Instructions for the task: From the data underneath, reproduce exactly the stretch that begins at the line with "Task: place a pin on each instance of the longtail" and ends after the line with "Task: place a pin on each instance of the small moored".
:::::
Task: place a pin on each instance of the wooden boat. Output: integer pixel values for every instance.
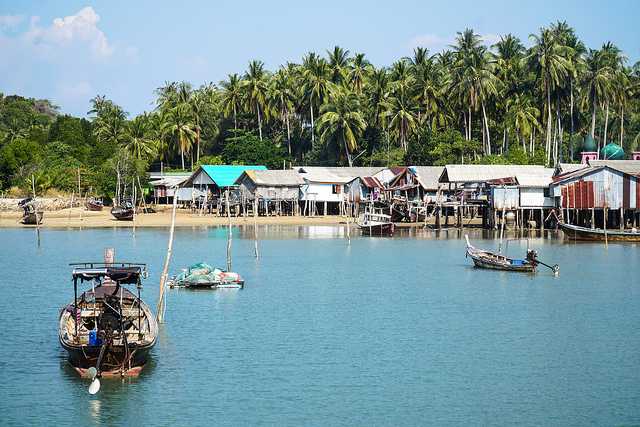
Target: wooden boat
(202, 275)
(124, 212)
(31, 214)
(574, 232)
(495, 261)
(94, 204)
(107, 329)
(375, 223)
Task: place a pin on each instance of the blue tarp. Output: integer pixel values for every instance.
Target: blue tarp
(226, 175)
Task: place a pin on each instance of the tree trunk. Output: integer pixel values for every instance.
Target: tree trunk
(621, 124)
(313, 138)
(572, 123)
(606, 124)
(549, 121)
(259, 121)
(288, 133)
(593, 119)
(486, 124)
(197, 145)
(346, 150)
(235, 118)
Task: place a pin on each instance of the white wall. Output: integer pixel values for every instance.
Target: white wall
(323, 192)
(534, 198)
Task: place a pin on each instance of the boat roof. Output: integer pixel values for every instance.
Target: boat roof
(126, 273)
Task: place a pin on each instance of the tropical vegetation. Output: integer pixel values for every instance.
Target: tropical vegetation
(515, 101)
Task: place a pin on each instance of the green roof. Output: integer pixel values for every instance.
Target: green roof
(226, 175)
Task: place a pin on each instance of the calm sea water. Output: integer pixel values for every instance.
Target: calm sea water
(399, 331)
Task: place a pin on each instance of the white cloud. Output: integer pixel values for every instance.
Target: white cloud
(436, 43)
(10, 22)
(79, 29)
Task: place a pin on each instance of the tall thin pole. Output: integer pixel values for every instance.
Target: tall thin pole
(229, 232)
(165, 269)
(255, 226)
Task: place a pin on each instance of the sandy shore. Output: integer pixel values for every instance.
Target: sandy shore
(77, 217)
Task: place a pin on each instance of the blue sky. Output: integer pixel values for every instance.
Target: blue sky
(69, 51)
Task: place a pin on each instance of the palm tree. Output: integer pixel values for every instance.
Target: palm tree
(255, 86)
(232, 97)
(315, 76)
(281, 98)
(358, 73)
(180, 127)
(548, 59)
(141, 143)
(338, 64)
(342, 121)
(400, 111)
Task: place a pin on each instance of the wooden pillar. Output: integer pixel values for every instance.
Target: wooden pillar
(621, 218)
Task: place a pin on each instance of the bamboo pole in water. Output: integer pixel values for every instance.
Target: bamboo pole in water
(255, 226)
(229, 232)
(165, 269)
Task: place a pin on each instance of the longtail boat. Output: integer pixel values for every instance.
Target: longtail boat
(94, 204)
(124, 212)
(107, 330)
(31, 215)
(375, 223)
(202, 275)
(575, 232)
(496, 261)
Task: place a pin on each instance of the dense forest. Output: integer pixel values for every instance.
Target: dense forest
(470, 104)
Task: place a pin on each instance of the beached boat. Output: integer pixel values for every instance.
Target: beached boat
(202, 275)
(107, 330)
(94, 204)
(574, 232)
(375, 223)
(496, 261)
(31, 215)
(125, 212)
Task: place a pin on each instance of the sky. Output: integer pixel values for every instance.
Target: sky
(70, 51)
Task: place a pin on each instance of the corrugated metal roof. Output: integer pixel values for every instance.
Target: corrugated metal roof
(630, 167)
(428, 176)
(225, 175)
(274, 178)
(483, 173)
(336, 175)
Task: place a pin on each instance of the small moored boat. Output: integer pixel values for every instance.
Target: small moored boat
(575, 232)
(375, 223)
(94, 204)
(496, 261)
(125, 212)
(107, 330)
(202, 275)
(31, 215)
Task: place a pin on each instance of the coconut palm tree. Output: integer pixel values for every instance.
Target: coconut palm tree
(179, 126)
(140, 142)
(232, 97)
(341, 121)
(549, 60)
(255, 87)
(358, 73)
(339, 62)
(281, 98)
(315, 76)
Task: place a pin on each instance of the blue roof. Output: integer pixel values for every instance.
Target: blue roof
(226, 175)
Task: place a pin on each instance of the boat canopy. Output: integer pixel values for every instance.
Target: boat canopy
(127, 273)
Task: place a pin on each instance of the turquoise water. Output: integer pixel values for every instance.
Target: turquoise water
(399, 331)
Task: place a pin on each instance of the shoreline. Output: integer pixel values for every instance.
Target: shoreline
(80, 218)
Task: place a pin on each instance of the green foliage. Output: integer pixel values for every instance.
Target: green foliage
(245, 148)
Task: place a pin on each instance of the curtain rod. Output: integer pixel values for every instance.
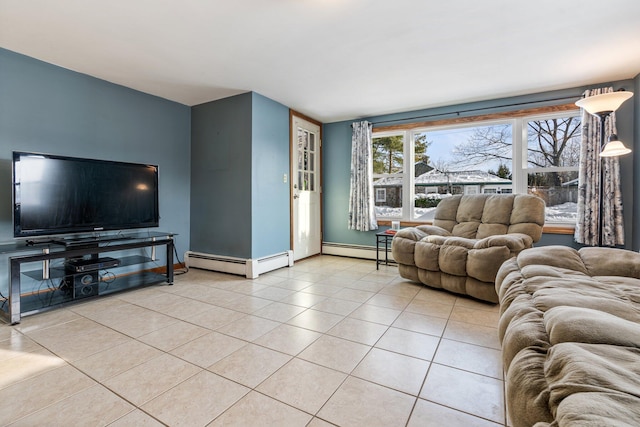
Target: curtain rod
(471, 110)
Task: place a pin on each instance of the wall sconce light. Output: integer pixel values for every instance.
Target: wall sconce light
(602, 106)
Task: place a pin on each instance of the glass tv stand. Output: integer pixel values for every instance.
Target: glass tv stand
(62, 271)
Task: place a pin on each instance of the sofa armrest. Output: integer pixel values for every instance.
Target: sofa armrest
(433, 230)
(516, 242)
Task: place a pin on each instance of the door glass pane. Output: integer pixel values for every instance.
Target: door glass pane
(306, 160)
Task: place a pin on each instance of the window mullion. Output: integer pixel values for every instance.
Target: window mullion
(409, 179)
(519, 141)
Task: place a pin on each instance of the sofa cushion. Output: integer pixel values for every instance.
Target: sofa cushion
(570, 339)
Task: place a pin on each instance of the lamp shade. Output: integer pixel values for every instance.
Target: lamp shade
(614, 148)
(604, 103)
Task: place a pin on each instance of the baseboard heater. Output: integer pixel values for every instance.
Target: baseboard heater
(352, 251)
(250, 268)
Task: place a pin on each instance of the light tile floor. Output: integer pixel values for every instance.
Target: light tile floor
(330, 341)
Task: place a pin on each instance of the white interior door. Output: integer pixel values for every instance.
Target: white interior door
(305, 188)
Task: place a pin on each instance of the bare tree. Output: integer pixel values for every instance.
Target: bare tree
(487, 143)
(554, 142)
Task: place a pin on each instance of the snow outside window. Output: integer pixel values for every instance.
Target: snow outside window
(536, 155)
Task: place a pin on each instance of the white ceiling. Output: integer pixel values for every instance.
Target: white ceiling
(333, 59)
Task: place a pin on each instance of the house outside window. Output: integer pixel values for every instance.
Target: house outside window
(536, 154)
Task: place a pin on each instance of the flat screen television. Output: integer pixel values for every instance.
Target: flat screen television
(55, 195)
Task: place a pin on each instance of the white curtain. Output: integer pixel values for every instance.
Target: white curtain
(362, 214)
(586, 231)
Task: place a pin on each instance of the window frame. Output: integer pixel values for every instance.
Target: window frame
(519, 162)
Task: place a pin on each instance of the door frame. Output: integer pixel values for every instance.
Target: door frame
(292, 114)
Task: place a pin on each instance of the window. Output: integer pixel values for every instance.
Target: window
(479, 157)
(553, 156)
(388, 165)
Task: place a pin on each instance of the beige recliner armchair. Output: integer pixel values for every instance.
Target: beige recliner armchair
(470, 238)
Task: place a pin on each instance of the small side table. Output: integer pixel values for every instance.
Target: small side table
(383, 240)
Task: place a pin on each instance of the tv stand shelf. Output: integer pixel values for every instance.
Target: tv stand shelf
(62, 286)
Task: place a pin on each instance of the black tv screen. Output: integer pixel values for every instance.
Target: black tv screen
(59, 195)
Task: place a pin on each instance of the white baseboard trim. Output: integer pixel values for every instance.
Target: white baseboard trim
(353, 251)
(250, 268)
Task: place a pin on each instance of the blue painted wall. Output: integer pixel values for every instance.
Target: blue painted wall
(270, 194)
(240, 151)
(221, 177)
(336, 152)
(45, 108)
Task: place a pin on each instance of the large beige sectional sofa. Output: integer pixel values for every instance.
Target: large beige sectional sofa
(471, 236)
(570, 332)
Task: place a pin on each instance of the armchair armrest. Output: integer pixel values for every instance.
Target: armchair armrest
(433, 230)
(516, 242)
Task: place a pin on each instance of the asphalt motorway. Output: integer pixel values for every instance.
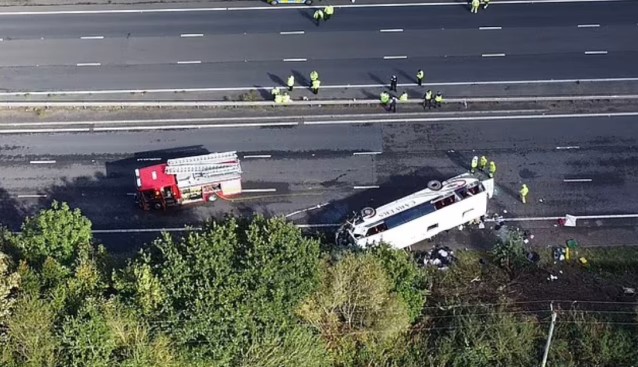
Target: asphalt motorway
(578, 166)
(358, 46)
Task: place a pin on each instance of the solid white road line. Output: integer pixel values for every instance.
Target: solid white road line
(184, 229)
(258, 190)
(318, 206)
(537, 219)
(471, 118)
(317, 225)
(578, 180)
(366, 153)
(148, 159)
(568, 147)
(336, 86)
(258, 156)
(274, 8)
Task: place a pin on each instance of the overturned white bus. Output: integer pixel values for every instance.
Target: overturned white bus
(419, 216)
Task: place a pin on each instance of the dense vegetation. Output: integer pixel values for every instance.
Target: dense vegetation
(261, 293)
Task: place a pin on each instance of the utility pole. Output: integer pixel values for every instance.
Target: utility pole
(550, 335)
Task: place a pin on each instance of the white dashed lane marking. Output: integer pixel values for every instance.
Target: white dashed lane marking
(577, 180)
(258, 156)
(258, 190)
(366, 153)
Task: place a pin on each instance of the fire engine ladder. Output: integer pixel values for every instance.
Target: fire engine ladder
(207, 169)
(213, 158)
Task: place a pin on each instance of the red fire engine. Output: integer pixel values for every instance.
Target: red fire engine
:::::
Answer box:
Task: place a pin on each instance of the longtail boat. Output: integer pixel values for every instance.
Target: longtail boat
(94, 204)
(124, 212)
(107, 330)
(31, 215)
(375, 223)
(202, 275)
(575, 232)
(496, 261)
Task: place a pin on each instance of the dense forest. Output: integer pixel values for every instance.
Target: dense forest
(470, 104)
Task: place a pin on each instance of the beached boat. Output: integer pixel values for every instance.
Target: beached boat
(202, 275)
(107, 330)
(94, 204)
(574, 232)
(375, 223)
(496, 261)
(31, 215)
(125, 212)
Task: place a pin on each instance of the sky. Output: integer pixel values for every instance.
Target: sky
(70, 51)
Task: place a pin on each instance of the corrugated metal roof. Output: integer pixel values for every instance.
Target: corrugated metal roof
(630, 167)
(428, 176)
(225, 175)
(274, 178)
(483, 173)
(336, 175)
Task: place a pin on each instance of the small moored boat. Output: integer pixel values for every instance.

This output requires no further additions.